§ TASK A
Revise the YouTube integration text from "The router performs" to "or youtu.be format)", putting "input checks" wherever "validation" appears.

§ PROVIDED PASSAGE
━━━━━━━━━━━━━━━━━━━━

For information about the YouTube agent tool used in the React Agent system, see Agent Tool System. For general web search capabilities, see Web Search and Content Processing.

Sources: routers/youtube.py1-59 tools/youtube_utils/get_info.py1-77 tools/youtube_utils/get_subs.py1-178

System Architecture

The YouTube integration follows the standard three-tier router-service-tool pattern:

Sources: routers/youtube.py1-59 tools/youtube_utils/__init__.py1-14 tools/youtube_utils/transcript_generator/__init__.py1-22

API Endpoint

POST /youtube

The YouTube router exposes a single endpoint that accepts video URLs and questions.

Request Model:

class AskRequest(BaseModel):
    url: str
    question: str
    chat_history: Optional[List] = []

Response:

{
    "answer": "string"
}

The router performs validation, converts chat history to string format, and delegates to YouTubeService.generate_answer():

routers/youtube.py14-59

Parameter	Required	Description
`url`	Yes	YouTube video URL (youtube.com or youtu.be format)
`question`	Yes	User question about the video content
`chat_history`	No	List of previous conversation messages for context

Sources: routers/youtube.py14-59 models/requests/ask.py (referenced but not provided)

Video Information Extraction

The get_video_info() function extracts comprehensive metadata from YouTube videos:

Extracted Metadata:

models/yt.py5-17 defines the YTVideoInfo model with fields:

Field	Type	Description
`title`	str	Video title
`description`	str	Video description
`duration`	int	Duration in seconds
`uploader`	str	Channel/uploader name
`upload_date`	str	Upload date
`view_count`	int	Number of views
`like_count`	int	Number of likes
`tags`	List[str]	Video tags
`categories`	List[str]	Video categories
`transcript`	Optional[str]	Cleaned transcript text

The function uses yt-dlp with options to skip video download and extract only metadata: tools/youtube_utils/get_info.py14-22

Error Handling: The function detects error messages from subtitle extraction and sets transcript to None if known error patterns are found: tools/youtube_utils/get_info.py43-70

Sources: tools/youtube_utils/get_info.py11-76 models/yt.py5-17

Subtitle and Transcript Extraction

The system employs a two-phase approach with automatic fallback:

Phase 1: Subtitle Download

The get_subtitle_content() function attempts to download existing subtitles or captions:

Configuration: tools/youtube_utils/get_subs.py14-25

Writes both manual and auto-generated subtitles
Supports subtitle languages via subtitleslangs parameter
Formats: VTT, SRT, or best available
Skips video download (skip_download: True)

━━━━━━━━━━━━━━━━━━━━

§ INFORMATION PROVIDED
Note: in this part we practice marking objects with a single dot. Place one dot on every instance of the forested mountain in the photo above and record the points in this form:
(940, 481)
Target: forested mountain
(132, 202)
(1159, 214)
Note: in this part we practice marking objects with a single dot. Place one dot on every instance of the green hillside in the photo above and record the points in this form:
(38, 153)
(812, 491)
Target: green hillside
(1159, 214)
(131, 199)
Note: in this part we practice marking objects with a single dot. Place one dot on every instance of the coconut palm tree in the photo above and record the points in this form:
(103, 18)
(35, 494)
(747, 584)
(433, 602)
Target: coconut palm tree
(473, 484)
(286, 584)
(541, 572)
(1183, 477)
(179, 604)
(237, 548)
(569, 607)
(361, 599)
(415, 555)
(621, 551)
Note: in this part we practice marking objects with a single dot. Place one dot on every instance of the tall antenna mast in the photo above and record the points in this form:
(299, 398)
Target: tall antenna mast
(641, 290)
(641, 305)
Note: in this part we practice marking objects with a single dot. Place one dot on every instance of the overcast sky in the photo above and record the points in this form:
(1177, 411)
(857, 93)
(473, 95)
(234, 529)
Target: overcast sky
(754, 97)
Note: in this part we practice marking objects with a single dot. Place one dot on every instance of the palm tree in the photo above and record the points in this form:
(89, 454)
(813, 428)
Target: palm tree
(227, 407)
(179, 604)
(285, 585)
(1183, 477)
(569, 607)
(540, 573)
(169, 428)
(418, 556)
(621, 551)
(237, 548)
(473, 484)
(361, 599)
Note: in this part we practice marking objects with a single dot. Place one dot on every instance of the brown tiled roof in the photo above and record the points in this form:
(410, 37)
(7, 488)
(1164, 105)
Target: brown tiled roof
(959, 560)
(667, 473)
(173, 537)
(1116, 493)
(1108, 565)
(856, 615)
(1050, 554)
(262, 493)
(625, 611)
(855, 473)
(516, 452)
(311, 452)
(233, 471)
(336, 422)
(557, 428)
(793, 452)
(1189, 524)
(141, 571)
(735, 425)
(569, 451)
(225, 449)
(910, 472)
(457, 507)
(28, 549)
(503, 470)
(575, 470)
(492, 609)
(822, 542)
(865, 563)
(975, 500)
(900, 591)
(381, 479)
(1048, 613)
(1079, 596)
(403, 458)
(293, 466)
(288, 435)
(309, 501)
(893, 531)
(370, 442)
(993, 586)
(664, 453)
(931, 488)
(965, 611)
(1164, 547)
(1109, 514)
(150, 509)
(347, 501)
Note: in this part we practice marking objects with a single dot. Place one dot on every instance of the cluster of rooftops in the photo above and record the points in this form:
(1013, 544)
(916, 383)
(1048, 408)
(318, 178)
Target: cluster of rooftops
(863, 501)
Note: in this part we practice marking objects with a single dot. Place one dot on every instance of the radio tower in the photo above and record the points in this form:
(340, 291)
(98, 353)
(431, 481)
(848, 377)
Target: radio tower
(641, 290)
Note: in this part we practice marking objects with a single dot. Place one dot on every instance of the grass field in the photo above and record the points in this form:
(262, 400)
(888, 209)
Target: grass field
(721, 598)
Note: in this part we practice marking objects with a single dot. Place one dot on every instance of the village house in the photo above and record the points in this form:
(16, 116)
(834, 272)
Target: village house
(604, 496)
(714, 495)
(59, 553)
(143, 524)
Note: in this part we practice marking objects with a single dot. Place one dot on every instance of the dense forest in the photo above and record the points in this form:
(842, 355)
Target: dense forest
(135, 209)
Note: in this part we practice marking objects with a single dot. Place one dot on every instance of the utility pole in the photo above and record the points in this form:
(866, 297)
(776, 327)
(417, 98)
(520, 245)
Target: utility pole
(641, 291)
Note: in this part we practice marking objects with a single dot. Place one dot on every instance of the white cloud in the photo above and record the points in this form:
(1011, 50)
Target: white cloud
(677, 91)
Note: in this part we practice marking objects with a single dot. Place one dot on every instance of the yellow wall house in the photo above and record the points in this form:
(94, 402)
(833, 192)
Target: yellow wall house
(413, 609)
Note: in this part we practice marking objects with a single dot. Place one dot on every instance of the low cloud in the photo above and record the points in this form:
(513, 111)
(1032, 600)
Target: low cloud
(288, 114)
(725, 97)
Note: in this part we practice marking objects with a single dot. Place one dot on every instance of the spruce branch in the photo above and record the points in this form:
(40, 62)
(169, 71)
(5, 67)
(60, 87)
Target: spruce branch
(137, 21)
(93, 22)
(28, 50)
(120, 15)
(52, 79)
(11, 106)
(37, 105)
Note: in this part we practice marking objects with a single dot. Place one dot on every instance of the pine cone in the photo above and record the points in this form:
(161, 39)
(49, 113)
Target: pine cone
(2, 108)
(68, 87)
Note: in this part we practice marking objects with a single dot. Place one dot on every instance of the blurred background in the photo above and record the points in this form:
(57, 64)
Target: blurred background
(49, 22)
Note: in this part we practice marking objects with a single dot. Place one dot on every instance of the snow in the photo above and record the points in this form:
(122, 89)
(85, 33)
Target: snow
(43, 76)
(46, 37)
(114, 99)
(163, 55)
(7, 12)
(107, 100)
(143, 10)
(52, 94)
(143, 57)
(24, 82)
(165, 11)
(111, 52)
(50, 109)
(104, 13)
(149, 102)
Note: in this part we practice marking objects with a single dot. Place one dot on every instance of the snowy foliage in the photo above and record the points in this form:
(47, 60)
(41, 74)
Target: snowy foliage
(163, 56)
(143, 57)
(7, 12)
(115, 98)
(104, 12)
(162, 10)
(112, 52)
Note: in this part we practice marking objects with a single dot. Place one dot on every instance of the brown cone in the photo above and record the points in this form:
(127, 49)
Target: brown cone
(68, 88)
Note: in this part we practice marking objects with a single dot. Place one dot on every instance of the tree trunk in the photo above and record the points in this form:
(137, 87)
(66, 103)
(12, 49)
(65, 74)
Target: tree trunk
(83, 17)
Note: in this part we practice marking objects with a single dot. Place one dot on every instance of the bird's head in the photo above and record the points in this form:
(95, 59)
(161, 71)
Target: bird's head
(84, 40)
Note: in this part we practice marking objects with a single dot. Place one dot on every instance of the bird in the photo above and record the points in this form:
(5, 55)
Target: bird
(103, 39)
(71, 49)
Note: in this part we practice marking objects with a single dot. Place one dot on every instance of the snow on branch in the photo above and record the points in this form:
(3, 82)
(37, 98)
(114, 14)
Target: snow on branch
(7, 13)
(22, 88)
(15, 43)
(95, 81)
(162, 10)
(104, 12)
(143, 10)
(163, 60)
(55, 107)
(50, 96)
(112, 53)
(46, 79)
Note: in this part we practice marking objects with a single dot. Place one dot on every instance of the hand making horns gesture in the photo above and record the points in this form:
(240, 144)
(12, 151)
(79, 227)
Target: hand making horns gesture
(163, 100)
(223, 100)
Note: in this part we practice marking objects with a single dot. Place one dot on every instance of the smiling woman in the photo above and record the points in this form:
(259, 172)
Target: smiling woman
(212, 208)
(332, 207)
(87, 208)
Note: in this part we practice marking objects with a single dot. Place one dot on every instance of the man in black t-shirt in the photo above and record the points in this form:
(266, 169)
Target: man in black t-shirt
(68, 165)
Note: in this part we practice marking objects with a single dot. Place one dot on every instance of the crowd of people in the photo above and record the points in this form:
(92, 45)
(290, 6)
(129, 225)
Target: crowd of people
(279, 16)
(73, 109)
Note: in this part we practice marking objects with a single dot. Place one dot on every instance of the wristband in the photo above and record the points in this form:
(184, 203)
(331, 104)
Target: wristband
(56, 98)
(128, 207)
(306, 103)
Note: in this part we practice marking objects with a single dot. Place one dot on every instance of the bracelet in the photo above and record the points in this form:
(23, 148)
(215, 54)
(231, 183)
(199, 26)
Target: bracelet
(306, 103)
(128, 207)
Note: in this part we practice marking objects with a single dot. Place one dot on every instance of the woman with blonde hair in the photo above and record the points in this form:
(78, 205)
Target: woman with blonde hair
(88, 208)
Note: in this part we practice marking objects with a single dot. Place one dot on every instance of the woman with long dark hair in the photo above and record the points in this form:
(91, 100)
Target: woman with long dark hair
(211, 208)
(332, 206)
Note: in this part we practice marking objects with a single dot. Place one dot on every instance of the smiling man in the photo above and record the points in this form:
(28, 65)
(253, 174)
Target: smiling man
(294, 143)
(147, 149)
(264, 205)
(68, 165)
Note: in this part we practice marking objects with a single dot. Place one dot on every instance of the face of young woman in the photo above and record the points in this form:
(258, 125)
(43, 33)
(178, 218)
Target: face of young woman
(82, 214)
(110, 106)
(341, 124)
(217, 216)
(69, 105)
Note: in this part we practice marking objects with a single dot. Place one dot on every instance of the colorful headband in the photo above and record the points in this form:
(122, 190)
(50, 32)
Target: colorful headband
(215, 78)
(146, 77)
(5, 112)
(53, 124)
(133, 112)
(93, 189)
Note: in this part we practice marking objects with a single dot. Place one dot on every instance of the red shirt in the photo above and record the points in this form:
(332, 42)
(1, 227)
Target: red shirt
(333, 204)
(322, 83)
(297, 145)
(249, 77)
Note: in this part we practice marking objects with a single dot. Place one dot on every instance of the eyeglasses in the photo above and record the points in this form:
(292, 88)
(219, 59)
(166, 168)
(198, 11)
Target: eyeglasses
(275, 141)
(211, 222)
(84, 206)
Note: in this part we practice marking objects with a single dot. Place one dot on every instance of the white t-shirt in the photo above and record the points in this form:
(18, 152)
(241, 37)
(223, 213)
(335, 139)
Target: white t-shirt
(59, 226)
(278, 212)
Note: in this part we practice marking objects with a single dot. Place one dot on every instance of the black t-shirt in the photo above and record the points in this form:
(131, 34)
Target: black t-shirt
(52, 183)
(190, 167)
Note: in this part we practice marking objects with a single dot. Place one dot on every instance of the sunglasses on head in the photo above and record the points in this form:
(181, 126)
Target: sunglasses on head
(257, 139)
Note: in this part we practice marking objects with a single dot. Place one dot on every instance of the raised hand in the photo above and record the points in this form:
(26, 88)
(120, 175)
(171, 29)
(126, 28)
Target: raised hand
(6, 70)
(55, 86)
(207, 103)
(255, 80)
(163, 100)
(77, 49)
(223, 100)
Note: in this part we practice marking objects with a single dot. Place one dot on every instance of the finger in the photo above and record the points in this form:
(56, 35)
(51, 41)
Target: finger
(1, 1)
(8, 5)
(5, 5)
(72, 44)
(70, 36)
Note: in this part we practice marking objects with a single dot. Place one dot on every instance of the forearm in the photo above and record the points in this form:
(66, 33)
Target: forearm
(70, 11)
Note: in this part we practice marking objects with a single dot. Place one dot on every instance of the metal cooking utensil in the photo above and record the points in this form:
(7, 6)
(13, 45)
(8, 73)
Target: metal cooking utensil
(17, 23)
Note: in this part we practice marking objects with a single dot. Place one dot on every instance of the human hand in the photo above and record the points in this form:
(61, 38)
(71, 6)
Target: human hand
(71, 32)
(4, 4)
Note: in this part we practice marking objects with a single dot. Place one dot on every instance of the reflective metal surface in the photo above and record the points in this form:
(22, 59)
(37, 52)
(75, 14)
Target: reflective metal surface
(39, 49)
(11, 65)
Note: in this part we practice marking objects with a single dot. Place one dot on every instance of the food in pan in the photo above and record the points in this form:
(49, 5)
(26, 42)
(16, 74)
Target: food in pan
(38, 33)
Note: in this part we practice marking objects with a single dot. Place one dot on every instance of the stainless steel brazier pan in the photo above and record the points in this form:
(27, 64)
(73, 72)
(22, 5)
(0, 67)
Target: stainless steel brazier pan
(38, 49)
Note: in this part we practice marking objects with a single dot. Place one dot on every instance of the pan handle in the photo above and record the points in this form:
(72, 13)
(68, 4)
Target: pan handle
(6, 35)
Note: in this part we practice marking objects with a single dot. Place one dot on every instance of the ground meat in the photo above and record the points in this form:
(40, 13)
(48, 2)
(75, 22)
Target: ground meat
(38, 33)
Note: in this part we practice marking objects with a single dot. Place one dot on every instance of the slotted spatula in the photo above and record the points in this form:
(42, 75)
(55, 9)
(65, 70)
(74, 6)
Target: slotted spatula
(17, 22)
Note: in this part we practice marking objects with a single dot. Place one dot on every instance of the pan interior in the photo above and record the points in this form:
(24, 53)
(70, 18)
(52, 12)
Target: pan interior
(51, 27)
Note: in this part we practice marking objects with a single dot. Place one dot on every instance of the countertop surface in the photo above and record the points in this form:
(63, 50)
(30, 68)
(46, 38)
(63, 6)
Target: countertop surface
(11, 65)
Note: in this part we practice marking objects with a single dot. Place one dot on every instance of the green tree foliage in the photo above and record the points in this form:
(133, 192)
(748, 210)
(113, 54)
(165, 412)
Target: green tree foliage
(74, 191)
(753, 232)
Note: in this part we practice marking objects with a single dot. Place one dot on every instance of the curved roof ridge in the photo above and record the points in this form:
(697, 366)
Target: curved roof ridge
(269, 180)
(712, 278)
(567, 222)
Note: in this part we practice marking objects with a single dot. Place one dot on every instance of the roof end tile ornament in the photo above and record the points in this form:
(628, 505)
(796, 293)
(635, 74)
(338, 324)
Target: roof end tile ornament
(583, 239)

━━━━━━━━━━━━━━━━━━━━

§ TASK B
Locate each line in the records that contains the string "grass" with matching case, and copy those lines.

§ FINISHED ANSWER A
The router performs input checks, converts chat history to string format, and delegates to YouTubeService.generate_answer():

routers/youtube.py14-59

Parameter	Required	Description
`url`	Yes	YouTube video URL (youtube.com or youtu.be format)

§ FINISHED ANSWER B
Note: in this part we practice marking objects with a single dot. Place one dot on every instance of the grass field in the photo above and record the points in this form:
Target: grass field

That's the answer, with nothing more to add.